— start of Data supplied —

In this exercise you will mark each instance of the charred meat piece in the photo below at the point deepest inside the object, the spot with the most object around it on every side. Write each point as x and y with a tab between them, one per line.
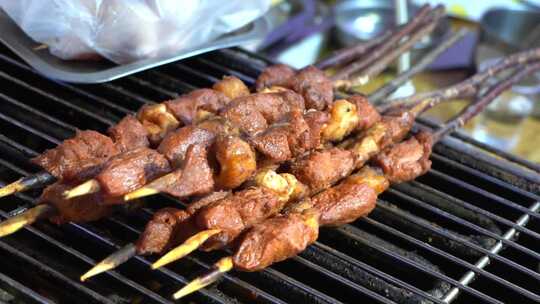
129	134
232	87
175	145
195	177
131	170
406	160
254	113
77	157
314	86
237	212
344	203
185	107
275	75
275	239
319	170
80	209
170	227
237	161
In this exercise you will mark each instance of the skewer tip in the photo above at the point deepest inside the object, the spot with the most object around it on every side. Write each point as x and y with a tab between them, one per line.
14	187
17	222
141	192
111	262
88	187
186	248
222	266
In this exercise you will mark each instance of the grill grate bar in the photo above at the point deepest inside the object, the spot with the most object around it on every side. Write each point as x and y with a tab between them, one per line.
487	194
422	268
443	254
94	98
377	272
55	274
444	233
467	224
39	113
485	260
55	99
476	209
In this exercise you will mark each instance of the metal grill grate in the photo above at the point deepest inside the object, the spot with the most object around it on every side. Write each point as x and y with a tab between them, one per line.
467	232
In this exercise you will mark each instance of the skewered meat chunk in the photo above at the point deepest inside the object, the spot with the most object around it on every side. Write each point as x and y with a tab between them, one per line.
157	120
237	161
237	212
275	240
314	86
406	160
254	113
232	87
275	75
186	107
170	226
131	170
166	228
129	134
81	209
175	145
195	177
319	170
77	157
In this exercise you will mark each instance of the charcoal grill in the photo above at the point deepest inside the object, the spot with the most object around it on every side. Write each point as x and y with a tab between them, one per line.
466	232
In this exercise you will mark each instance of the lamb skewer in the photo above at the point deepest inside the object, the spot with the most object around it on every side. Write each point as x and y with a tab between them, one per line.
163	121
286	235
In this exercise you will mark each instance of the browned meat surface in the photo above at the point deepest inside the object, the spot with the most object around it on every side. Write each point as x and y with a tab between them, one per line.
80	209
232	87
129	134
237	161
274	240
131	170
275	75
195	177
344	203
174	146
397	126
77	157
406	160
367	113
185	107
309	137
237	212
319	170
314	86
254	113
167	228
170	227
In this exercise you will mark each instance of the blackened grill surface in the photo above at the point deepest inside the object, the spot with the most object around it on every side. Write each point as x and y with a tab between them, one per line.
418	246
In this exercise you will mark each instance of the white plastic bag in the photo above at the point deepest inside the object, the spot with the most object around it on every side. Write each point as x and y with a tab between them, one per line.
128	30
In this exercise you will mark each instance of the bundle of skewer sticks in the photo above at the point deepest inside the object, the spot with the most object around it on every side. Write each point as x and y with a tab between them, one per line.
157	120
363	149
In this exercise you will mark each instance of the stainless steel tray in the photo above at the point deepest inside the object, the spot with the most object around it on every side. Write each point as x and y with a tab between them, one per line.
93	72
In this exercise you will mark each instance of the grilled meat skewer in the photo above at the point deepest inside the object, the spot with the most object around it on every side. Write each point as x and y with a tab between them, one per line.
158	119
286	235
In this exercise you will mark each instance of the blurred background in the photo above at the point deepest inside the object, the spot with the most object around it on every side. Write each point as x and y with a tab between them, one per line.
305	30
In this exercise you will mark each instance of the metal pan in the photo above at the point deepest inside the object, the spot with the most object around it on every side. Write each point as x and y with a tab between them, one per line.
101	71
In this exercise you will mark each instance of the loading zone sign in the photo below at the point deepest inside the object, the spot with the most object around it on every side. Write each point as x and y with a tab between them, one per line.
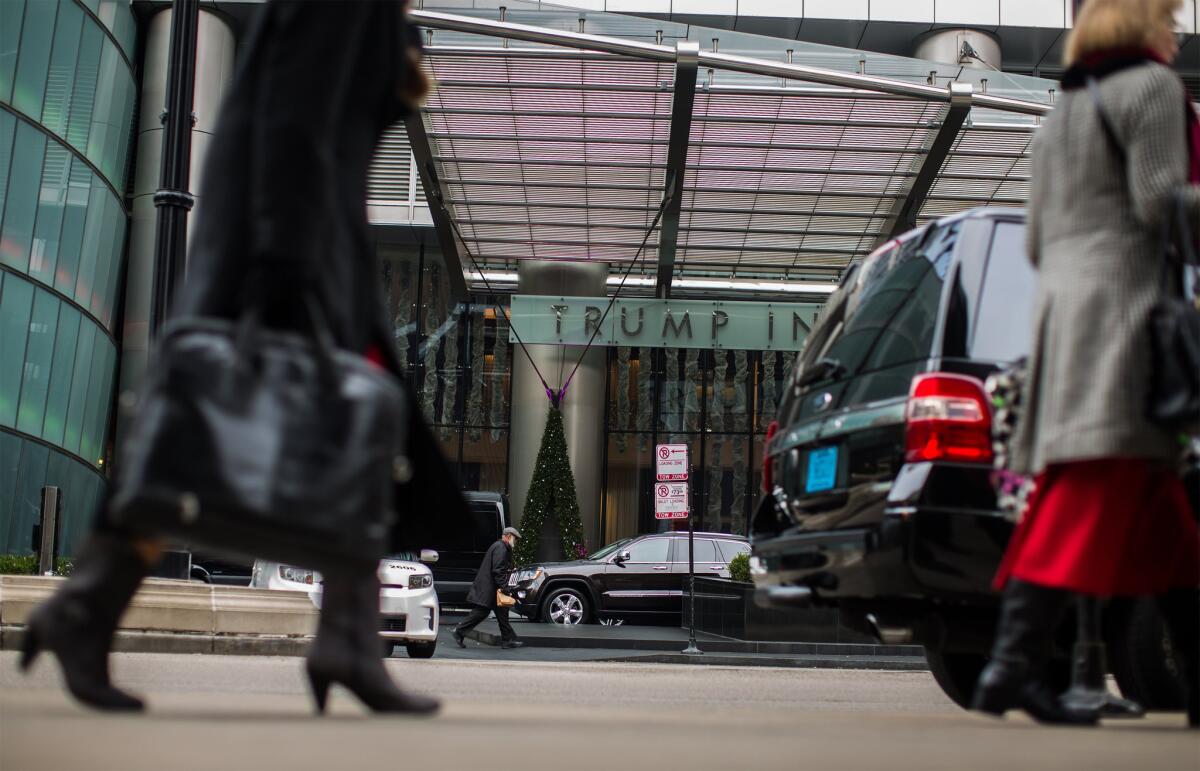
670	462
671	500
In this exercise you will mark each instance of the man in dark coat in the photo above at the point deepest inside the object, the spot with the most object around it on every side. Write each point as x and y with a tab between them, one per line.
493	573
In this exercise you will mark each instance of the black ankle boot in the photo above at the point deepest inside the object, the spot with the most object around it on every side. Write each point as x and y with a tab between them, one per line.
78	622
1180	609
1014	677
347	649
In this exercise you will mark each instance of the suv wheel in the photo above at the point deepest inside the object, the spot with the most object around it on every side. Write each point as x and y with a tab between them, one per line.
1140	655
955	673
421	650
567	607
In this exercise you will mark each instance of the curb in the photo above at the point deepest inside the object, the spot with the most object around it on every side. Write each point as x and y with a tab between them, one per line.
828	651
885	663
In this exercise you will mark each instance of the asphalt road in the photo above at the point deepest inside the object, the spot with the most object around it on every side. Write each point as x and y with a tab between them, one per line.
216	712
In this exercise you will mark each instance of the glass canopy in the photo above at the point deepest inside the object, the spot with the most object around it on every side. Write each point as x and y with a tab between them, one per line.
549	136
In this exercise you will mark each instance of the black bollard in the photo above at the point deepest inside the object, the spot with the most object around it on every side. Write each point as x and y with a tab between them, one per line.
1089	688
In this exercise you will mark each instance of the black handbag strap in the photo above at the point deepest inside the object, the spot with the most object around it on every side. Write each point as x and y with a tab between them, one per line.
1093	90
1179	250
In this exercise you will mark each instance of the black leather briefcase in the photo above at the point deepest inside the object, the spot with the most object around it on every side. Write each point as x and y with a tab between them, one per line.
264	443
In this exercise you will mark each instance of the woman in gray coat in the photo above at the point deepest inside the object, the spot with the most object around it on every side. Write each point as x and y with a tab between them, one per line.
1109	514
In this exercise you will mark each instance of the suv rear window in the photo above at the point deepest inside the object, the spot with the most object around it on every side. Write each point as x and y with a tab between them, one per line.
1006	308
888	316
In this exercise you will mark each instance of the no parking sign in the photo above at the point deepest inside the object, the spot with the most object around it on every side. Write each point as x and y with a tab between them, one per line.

— end of Data supplied —
— start of Data supplied —

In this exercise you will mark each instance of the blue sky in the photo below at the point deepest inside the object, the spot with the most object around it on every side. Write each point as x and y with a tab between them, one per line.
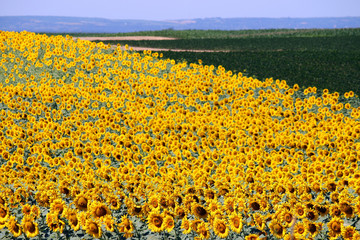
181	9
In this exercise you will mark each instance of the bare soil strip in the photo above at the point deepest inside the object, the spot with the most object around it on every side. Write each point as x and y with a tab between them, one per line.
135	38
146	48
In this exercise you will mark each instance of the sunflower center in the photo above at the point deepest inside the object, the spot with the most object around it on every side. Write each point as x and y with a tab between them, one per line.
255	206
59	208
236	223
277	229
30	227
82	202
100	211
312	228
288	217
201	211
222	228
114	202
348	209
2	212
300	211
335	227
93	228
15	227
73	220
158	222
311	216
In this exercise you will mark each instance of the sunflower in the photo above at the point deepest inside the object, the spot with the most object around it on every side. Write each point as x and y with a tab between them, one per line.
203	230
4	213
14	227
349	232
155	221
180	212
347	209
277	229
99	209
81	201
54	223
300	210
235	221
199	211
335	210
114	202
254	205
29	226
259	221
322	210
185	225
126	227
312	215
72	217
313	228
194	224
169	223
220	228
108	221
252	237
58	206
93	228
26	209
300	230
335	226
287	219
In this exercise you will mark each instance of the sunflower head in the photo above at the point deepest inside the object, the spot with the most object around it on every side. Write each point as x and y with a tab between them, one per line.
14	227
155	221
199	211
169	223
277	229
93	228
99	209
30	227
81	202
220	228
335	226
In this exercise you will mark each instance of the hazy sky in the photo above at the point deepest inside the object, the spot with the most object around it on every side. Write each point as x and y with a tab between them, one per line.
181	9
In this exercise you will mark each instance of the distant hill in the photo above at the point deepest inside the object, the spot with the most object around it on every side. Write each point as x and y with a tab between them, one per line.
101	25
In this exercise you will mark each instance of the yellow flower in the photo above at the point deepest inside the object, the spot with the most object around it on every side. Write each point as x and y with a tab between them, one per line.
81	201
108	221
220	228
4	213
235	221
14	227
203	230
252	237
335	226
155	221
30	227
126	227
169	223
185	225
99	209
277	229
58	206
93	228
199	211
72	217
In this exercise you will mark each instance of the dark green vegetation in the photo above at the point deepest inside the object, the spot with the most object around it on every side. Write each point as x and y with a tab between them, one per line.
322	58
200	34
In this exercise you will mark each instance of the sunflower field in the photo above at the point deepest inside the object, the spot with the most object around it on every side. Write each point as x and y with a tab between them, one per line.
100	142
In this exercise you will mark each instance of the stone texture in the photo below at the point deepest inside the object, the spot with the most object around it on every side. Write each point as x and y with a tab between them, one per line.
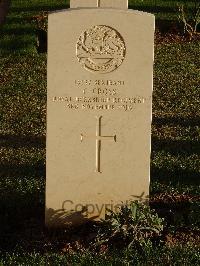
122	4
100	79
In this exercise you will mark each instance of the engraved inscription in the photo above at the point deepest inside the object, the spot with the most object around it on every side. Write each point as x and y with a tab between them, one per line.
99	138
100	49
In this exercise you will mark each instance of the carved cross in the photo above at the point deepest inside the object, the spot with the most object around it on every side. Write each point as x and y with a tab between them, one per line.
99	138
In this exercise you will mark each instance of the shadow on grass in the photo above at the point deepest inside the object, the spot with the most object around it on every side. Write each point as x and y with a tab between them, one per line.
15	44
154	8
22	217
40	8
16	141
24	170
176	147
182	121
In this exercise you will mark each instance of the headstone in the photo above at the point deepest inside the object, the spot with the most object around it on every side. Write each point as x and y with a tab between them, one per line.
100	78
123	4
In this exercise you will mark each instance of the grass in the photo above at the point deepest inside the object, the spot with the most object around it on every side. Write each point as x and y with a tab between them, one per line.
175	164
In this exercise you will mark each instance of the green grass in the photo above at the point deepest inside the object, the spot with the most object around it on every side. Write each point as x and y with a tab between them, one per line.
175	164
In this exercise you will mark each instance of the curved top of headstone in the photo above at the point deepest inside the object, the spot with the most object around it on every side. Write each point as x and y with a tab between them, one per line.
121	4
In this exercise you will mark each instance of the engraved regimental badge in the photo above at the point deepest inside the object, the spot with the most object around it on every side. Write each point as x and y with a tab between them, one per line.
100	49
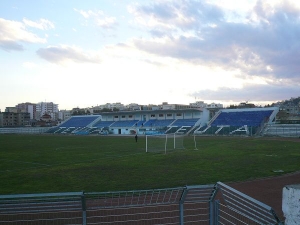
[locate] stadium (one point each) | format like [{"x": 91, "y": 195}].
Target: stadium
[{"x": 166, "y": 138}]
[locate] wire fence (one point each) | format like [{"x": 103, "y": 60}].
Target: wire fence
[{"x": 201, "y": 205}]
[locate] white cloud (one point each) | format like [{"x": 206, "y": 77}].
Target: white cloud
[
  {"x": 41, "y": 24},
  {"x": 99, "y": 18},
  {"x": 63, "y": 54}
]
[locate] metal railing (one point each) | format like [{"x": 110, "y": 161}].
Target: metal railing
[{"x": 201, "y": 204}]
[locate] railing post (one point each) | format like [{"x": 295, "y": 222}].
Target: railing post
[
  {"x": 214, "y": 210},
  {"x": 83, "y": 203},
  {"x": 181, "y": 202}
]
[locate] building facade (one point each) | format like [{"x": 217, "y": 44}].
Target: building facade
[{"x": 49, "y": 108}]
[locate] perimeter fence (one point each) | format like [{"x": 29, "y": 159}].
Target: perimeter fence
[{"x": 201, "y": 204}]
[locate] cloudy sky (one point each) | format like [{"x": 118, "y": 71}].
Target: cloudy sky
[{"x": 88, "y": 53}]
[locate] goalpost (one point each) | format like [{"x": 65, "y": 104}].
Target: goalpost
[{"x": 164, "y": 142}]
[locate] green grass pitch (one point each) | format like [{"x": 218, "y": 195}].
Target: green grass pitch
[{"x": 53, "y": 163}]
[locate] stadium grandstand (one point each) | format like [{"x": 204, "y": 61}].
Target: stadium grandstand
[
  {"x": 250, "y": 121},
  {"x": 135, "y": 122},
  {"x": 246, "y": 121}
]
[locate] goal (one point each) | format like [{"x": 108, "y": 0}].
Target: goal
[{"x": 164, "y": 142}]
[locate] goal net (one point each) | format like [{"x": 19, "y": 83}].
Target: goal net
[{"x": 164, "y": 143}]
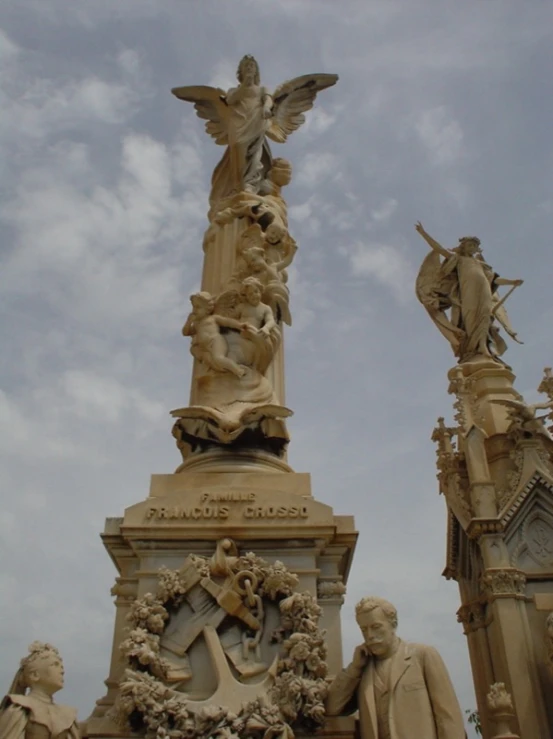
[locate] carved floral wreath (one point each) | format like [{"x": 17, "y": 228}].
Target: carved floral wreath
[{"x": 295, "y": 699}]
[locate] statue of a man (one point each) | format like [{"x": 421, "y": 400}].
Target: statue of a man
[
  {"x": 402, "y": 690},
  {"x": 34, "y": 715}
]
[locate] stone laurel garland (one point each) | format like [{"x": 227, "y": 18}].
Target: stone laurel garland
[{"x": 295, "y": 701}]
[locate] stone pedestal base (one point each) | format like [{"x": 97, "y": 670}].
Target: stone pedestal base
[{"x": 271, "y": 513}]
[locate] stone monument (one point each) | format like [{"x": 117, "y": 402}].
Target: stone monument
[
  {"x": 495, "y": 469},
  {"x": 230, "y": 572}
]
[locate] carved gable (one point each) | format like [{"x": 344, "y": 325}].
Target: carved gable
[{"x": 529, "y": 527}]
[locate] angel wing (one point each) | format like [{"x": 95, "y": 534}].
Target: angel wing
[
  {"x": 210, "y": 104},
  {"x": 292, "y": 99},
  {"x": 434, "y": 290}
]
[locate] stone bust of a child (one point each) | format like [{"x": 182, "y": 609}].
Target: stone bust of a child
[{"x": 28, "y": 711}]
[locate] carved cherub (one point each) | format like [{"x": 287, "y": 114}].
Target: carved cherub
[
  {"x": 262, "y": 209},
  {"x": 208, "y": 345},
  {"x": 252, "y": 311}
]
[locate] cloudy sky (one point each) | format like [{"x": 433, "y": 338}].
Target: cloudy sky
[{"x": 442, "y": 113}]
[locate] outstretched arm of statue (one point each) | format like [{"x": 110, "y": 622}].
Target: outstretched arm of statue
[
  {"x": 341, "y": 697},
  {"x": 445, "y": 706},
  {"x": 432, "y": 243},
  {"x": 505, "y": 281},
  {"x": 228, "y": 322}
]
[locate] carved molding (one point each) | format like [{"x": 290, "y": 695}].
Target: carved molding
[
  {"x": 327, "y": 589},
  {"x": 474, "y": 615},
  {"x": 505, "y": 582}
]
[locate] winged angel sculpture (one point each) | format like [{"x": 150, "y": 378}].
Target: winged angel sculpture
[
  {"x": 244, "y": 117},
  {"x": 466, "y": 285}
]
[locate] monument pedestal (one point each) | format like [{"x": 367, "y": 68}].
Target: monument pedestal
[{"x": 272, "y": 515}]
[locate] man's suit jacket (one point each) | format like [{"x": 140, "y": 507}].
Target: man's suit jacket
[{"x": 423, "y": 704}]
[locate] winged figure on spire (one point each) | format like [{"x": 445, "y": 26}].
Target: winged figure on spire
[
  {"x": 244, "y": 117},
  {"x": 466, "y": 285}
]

— end of Data supplied —
— start of Data supplied —

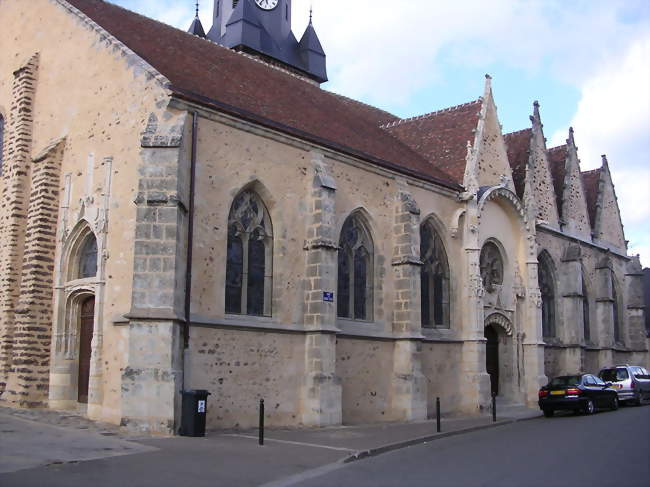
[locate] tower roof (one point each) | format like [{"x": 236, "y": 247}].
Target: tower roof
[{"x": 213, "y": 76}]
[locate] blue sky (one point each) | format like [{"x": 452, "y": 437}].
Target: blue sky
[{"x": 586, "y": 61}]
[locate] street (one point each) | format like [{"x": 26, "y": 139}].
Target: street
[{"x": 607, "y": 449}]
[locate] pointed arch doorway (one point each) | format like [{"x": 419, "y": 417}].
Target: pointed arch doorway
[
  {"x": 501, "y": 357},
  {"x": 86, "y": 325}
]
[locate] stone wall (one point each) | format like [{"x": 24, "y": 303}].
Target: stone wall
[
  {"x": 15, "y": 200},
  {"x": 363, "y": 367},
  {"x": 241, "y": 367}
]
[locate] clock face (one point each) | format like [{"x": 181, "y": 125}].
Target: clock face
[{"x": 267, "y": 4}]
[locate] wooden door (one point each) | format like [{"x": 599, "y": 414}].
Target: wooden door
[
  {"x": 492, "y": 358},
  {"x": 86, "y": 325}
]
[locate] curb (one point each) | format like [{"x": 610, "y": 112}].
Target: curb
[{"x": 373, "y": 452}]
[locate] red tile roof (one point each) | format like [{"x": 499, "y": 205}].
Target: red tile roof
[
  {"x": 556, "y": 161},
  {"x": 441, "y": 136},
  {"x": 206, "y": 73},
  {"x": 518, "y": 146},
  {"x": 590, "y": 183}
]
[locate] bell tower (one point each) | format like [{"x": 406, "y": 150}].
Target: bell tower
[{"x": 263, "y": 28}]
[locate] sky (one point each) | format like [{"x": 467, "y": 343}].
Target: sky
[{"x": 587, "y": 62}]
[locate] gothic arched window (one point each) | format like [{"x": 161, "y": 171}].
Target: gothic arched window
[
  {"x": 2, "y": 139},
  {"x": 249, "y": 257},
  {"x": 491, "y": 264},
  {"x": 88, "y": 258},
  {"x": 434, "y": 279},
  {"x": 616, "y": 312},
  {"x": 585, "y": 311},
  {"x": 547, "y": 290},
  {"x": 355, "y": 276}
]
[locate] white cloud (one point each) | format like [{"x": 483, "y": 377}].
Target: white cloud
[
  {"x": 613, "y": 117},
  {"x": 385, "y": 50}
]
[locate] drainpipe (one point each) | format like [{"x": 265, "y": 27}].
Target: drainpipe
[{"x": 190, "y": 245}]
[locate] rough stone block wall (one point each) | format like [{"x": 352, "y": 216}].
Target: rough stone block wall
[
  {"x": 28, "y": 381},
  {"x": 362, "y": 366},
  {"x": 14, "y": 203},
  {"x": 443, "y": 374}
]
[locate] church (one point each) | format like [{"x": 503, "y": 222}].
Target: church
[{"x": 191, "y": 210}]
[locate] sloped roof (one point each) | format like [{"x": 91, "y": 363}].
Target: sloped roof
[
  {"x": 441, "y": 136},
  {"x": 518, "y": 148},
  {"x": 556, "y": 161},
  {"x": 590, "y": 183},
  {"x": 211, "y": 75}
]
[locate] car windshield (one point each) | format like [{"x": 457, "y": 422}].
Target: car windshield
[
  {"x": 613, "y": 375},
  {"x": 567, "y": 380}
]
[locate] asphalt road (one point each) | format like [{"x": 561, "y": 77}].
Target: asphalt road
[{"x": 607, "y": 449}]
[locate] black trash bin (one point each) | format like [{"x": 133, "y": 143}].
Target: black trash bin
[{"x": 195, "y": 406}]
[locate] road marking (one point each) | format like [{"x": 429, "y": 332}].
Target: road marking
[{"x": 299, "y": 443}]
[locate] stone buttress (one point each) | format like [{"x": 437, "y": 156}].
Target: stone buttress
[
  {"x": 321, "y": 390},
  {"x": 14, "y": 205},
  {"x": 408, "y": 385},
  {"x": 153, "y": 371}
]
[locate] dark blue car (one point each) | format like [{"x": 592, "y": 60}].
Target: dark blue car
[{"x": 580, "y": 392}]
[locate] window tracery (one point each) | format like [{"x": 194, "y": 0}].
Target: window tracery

— end of Data supplied —

• **Description of the task**
Rewrite every line from the one containing "[locate] asphalt road" down to the one containing "Target: window tracery", both included, and scale each x and y coordinate in the answer points by 0.35, rounding to whole numbers with halves going up. Keep the sample coordinates after "format like" unchanged.

• **Reply to the task**
[locate] asphalt road (one point each) | format like [{"x": 561, "y": 77}].
Target: asphalt road
[{"x": 212, "y": 157}]
[locate] black trash bin (one point each) | format like [{"x": 133, "y": 143}].
Target: black trash bin
[{"x": 68, "y": 142}]
[locate] road marking (one point each) | format like [{"x": 429, "y": 332}].
Target: road marking
[{"x": 105, "y": 155}]
[locate] stone buttress (one point each) | format like [{"x": 437, "y": 156}].
Target: stone buttress
[
  {"x": 112, "y": 137},
  {"x": 5, "y": 72},
  {"x": 143, "y": 135},
  {"x": 54, "y": 130}
]
[locate] dark blue car (one point each) | format like [{"x": 592, "y": 60}].
Target: dark blue car
[{"x": 203, "y": 137}]
[locate] window tracery (one point each) | format like [{"x": 194, "y": 0}].
Target: window tracery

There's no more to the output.